----- ESTRATTO DEL TESTO

Quel suicidio in cella e la dura vita nel carcere di via Gleno nell'anno del Covid
Il diacono, amico di don Fausto Resmini e volontario, racconta la tragedia nella tragedia di Maurizio Quattrocchi, il detenuto che ha scritto una lettera alle figlie e si è tolto la vita
di Andrea Rossetti
«Non vi chiedo di perdonarmi, perché per quello che ho fatto non c’è giustificazione. Prego Dio che un giorno io possa riabbracciare le mie figlie». Sono le ultime righe scritte da Maurizio Quattrocchi nella lettera destinata alle sue figlie e che l’avvocato Gianfranco Ceci, martedì 11 maggio, ha letto nell’aula del Tribunale di Bergamo in cui si è chiusa la vicenda giudiziaria di Quattrocchi.
Il 49enne, a processo per aver ucciso con diciotto coltellate, nell’ottobre 2019, la moglie Zinaida Solonari, nella notte tra giovedì 6 e venerdì 7 maggio si è tolto la vita in una cella del carcere di Bergamo. Dopo aver scritto quella lettera, ha detto al compagno di cella di non disturbarlo, si è chiuso in bagno e se ne è andato per sempre.
Una tragedia nella tragedia, soprattutto per chi, come don Valentino Facchetti, 74 anni, diacono in servizio in via Gleno, vive il carcere come una comunità e i detenuti come dei compagni di viaggio. Don Valentino conosceva Quattrocchi. Fu proprio lui, i giorni successivi all’arresto, ad “aiutarlo”. «Non aveva niente con sé - ricorda il diacono -. Don Fausto Resmini mi disse di dargli una mano. Lui era di Cologno al Serio, io sono di Morengo. Infransi un po’ le regole, che prevedono tutto un iter giudiziario per queste cose, ma riuscii a fargli avere dei vestiti e qualche aiuto da parte dei suoi parenti».
Nulla di nuovo, per don Valentino. Che in carcere ci va da quindici anni («O forse pure di più») e per i detenuti fa un po’ di tutto: dalle telefonate ad amici, parenti e legali fino alla gestione delle loro finanze. Con l’arrivo del Covid, lui i due cappellani del carcere - don Luciano Tengattini e don Giambattista Mazzucchetti - hanno assunto un ruolo ancora più importante per i carcerati, diventando l’unica forma di contatto con il mondo esterno. Non è stato facile, ammette don Valentino. E anche superare la morte di Quattrocchi non sarà facile.
Lo aveva visto, recentemente?
«Sì, mercoledì 5 maggio mi sembra. Gli chiesi il favore di portare una cosa a dei detenuti».
Non ha parlato con lui del processo, quindi.

----------
----- DATI FORNITI

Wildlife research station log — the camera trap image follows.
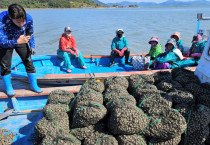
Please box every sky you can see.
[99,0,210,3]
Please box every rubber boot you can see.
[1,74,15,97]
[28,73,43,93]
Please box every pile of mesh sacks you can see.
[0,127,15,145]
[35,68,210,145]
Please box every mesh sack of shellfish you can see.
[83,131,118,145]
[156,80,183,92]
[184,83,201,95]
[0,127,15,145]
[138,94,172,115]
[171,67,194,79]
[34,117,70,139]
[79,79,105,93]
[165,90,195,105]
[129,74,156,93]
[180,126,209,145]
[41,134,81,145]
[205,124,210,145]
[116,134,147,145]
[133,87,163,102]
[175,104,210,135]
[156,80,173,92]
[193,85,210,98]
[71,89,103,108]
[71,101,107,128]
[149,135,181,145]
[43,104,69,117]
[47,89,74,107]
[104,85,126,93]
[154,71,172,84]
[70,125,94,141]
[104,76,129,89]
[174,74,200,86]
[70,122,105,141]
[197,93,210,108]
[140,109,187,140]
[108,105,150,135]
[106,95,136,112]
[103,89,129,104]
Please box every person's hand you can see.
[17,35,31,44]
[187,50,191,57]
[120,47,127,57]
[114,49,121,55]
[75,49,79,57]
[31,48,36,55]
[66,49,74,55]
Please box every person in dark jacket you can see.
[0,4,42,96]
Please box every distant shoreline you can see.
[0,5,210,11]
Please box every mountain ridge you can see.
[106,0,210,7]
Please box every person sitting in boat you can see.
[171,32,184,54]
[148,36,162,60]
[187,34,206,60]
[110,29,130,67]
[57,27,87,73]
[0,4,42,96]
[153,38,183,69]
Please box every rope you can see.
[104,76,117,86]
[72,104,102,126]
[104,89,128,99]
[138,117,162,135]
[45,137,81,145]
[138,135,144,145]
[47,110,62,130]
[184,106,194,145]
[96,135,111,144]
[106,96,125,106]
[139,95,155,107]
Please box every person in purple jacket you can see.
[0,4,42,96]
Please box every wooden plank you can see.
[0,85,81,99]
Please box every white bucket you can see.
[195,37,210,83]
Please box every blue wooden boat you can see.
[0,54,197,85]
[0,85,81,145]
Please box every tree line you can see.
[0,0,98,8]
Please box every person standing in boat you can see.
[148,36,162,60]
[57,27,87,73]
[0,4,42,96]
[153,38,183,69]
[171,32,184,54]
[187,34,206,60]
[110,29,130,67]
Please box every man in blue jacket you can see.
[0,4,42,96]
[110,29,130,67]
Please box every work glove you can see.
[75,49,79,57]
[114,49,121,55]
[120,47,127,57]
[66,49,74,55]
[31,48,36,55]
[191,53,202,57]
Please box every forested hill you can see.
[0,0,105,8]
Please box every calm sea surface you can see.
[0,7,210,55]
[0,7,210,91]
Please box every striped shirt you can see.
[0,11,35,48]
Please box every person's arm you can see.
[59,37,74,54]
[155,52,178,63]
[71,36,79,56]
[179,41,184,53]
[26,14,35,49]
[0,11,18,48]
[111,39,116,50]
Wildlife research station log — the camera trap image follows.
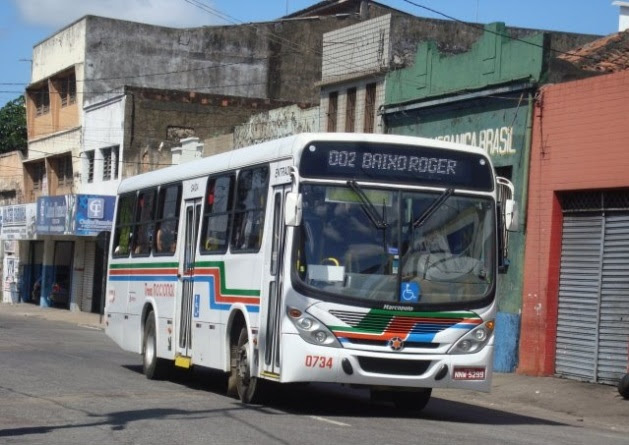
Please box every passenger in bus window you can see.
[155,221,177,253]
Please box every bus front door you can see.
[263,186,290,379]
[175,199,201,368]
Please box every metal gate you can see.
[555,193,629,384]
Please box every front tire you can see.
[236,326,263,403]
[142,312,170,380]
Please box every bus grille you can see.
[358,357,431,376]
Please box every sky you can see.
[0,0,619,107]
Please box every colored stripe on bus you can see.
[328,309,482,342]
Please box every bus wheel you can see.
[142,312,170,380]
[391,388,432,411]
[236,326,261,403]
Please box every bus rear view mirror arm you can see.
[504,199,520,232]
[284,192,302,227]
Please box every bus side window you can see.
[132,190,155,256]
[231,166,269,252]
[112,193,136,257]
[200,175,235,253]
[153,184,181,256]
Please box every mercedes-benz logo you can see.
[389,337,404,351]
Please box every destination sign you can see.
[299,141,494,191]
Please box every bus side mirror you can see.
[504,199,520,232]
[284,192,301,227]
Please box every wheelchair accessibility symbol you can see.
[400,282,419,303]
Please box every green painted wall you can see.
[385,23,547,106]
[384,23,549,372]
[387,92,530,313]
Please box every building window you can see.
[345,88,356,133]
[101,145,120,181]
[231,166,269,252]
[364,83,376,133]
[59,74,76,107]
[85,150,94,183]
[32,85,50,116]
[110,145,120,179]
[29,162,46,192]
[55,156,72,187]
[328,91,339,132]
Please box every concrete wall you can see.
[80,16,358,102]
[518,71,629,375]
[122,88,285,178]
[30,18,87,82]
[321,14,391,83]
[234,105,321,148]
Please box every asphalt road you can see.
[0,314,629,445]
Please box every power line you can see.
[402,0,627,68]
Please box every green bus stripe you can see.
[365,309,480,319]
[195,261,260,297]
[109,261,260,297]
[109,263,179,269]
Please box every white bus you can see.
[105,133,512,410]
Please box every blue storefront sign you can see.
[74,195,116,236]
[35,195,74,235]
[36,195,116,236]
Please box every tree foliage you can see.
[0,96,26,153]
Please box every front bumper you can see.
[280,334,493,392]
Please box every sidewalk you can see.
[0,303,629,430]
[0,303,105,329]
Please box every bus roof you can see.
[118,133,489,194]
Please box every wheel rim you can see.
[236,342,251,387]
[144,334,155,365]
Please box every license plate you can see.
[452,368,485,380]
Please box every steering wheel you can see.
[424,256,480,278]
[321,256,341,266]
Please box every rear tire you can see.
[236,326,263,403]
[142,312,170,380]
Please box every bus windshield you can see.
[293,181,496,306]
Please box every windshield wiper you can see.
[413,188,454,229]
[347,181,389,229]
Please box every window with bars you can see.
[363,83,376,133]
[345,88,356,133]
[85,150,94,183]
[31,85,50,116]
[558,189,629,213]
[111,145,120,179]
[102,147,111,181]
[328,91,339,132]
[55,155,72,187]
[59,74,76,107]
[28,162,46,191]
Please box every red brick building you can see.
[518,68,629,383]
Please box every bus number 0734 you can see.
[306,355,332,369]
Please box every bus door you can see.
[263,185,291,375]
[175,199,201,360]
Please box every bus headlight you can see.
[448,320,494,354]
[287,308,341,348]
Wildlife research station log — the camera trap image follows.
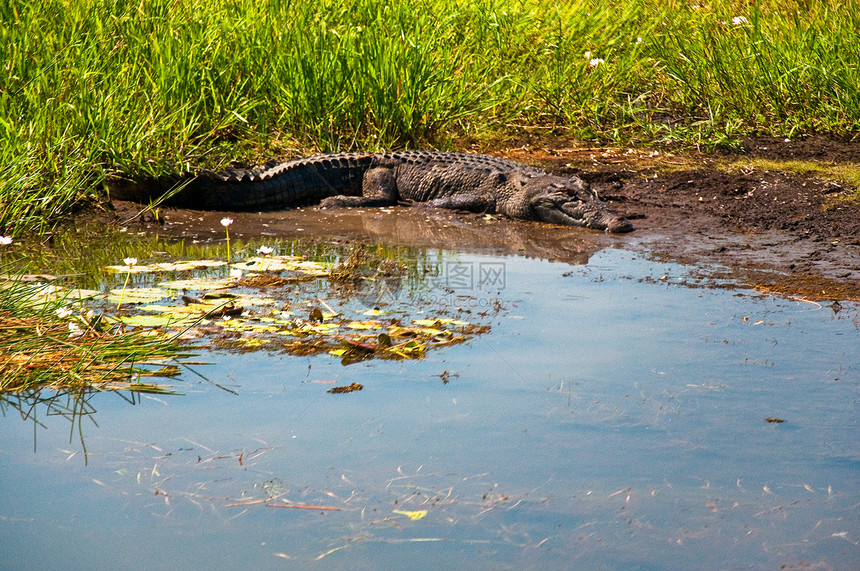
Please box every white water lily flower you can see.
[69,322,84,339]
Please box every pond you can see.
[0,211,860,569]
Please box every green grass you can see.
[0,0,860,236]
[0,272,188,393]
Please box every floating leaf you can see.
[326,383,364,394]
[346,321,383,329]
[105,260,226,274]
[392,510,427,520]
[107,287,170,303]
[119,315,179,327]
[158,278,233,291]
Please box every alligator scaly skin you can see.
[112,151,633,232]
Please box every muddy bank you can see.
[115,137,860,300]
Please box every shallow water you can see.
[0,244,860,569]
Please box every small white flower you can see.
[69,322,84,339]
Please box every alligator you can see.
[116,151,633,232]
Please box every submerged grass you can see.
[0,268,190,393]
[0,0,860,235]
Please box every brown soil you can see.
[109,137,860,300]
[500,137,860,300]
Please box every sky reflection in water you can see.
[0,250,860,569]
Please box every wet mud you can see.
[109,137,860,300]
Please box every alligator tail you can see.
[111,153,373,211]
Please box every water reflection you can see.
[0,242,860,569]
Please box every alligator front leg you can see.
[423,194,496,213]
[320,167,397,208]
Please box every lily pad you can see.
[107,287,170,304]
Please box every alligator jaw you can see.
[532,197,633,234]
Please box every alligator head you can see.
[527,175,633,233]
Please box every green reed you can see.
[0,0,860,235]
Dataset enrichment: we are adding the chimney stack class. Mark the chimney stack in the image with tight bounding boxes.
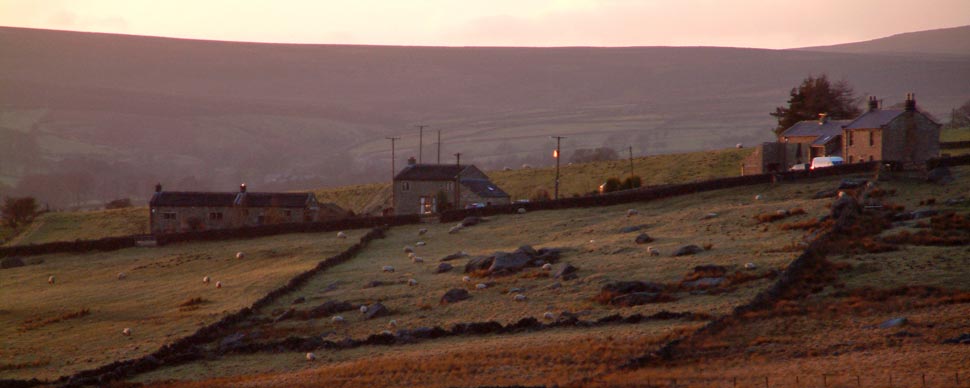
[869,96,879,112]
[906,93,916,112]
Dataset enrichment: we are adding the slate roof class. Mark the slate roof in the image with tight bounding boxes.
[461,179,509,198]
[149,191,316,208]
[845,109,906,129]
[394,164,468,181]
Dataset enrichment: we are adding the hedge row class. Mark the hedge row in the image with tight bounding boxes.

----------
----- DATI FORNITI

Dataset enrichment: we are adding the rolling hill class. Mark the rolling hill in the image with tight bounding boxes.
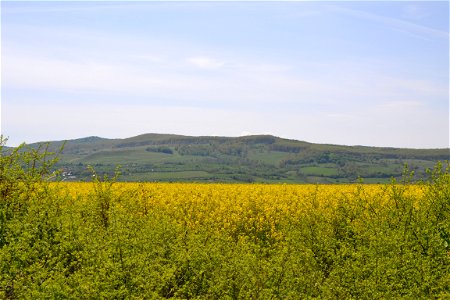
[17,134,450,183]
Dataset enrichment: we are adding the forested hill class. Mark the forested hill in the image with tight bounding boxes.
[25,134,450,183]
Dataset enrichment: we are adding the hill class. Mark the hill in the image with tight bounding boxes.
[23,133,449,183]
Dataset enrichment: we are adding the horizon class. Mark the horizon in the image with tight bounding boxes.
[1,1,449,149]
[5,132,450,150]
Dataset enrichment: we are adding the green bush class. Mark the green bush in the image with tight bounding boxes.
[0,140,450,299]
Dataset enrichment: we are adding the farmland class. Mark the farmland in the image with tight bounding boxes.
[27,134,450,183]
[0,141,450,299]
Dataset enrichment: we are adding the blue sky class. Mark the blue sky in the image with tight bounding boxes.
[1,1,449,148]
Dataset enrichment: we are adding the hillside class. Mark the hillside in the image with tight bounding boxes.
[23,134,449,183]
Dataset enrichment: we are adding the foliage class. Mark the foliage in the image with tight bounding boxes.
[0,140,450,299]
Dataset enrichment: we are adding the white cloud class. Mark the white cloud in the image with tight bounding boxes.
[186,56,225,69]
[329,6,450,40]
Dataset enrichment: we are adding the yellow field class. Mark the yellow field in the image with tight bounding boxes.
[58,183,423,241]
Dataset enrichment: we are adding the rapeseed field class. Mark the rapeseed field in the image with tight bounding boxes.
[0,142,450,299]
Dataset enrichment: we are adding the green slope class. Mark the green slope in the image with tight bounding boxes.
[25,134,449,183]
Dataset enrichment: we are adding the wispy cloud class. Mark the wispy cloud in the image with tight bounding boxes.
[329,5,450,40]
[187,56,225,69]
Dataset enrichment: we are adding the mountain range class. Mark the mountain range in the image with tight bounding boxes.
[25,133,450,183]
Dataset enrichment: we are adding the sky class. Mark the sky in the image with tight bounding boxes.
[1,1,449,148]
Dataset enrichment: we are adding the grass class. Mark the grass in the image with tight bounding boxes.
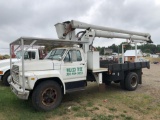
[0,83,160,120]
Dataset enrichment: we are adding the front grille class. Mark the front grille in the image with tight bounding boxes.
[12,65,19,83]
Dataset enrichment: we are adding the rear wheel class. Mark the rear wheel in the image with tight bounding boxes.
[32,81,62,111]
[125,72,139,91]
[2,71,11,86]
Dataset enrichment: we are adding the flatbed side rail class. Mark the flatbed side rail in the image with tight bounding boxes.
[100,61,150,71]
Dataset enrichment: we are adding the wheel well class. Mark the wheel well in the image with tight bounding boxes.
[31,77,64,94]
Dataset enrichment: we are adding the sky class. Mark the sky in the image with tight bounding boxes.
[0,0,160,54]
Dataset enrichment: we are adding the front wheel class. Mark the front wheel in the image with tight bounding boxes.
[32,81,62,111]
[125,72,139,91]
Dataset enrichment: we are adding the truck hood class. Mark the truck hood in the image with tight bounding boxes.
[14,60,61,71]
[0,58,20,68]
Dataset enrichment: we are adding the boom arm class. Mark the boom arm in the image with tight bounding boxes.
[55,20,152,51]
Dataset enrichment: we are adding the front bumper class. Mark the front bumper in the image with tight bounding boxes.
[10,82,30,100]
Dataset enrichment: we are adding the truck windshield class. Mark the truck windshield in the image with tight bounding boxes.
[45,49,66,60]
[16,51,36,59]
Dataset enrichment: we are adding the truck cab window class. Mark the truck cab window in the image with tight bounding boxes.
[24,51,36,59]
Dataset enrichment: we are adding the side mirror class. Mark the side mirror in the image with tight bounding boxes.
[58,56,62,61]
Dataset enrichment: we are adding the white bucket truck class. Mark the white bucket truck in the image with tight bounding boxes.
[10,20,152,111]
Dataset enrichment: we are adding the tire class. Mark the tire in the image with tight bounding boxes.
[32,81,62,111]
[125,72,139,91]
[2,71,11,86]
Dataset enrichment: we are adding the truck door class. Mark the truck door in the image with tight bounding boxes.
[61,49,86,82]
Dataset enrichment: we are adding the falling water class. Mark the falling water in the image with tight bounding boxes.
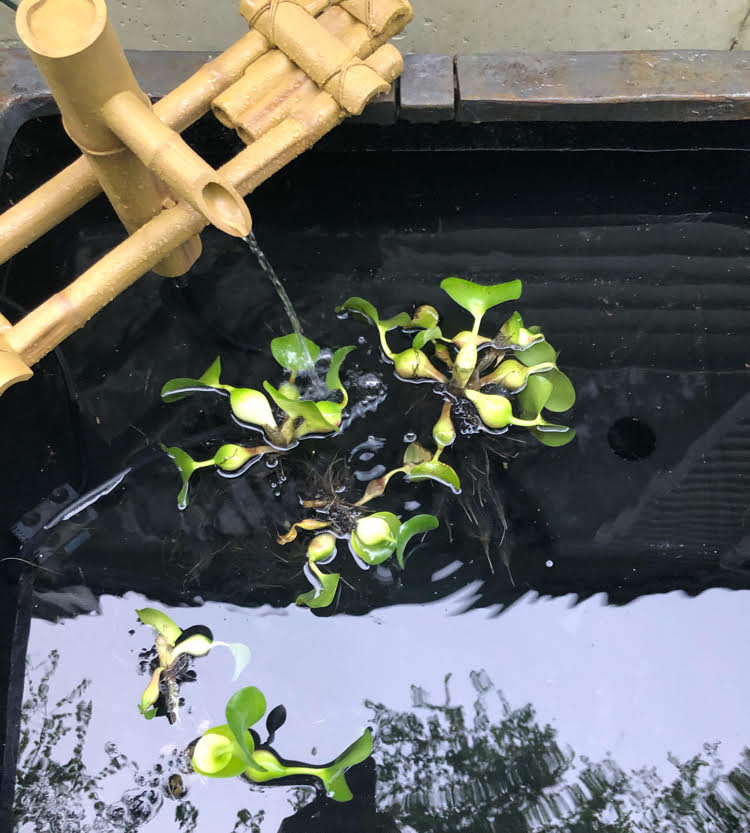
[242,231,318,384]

----------
----- DATI FORNITI

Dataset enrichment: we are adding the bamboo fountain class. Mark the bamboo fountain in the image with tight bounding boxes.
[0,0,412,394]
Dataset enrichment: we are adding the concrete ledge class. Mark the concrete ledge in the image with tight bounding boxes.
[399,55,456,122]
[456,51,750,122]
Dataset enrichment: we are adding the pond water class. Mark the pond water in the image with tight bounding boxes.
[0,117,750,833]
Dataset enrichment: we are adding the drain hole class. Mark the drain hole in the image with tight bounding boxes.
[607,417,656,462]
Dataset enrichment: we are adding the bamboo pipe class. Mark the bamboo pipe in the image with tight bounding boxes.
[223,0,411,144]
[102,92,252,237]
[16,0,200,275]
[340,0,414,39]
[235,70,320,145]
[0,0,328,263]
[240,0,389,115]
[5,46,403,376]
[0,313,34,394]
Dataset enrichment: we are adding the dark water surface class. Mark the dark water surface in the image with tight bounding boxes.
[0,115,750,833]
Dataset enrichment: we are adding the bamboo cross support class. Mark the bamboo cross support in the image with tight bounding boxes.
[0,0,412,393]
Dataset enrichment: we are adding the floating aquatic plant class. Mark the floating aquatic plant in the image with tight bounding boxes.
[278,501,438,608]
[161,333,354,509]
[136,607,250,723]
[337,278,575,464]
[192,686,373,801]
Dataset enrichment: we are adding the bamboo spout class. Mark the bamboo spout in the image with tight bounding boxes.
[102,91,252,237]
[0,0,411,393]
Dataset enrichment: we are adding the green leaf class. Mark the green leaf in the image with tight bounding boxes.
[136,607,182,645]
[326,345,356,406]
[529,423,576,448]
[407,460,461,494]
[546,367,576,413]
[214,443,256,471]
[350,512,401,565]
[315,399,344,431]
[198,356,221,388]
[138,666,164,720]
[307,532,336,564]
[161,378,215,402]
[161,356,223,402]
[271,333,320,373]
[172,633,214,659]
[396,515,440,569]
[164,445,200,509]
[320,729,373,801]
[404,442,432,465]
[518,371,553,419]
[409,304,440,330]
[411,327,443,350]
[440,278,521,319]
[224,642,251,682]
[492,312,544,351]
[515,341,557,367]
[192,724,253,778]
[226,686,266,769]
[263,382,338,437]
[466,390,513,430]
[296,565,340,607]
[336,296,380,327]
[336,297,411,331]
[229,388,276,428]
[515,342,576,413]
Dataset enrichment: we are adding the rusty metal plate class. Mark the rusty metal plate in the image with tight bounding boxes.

----------

→ IN BASE AI DATI:
A. Con l'arrivo del Covid, perché il diacono e i due cappellani hanno assunto un ruolo ancora più importante per i detenuti, secondo l'articolo sul carcere di via Gleno? Risponda in una, due o tre frasi.
B. Scriva il seguito dell'articolo sul carcere di via Gleno a partire dall'ultima frase riportata.

→ RISPOSTE PER VOCE:
A. Secondo l'articolo, con l'arrivo del Covid don Valentino Facchetti e i cappellani don Luciano Tengattini e don Giambattista Mazzucchetti sono diventati per i carcerati l'unica forma di contatto con il mondo esterno. Per questo il loro ruolo è diventato ancora più importante.

B.
«No. Ma non è mai stato un tipo di troppe parole. Con me chiacchierava un po’ di più, forse perché ero stato il primo ad avvicinarlo e ad aiutarlo quando arrivò in carcere, ma non si è mai aperto. È vero però che quell’ultima volta che l’ho visto sembrava diverso...».
In che senso?
«Preoccupato, non sereno. Ho immaginato che l’udienza del giorno precedente lo avesse scosso».
Com’è possibile che nessuno si sia accorto del fatto che volesse togliersi la vita?
«Purtroppo non è assurdo, non può esserci sempre qualcuno in ogni cella. A una certa ora, la sera, le celle vengono chiuse fino alla mattina successiva».
È la prima volta che si trova ad affrontare un fatto del genere in carcere?
«No, purtroppo no. In passato, però, era soprattutto don Fausto a occuparsene. Nel senso che era il primo a venire avvisato. Io e gli altri lo sapevamo di riflesso».
I suicidi sono frequenti?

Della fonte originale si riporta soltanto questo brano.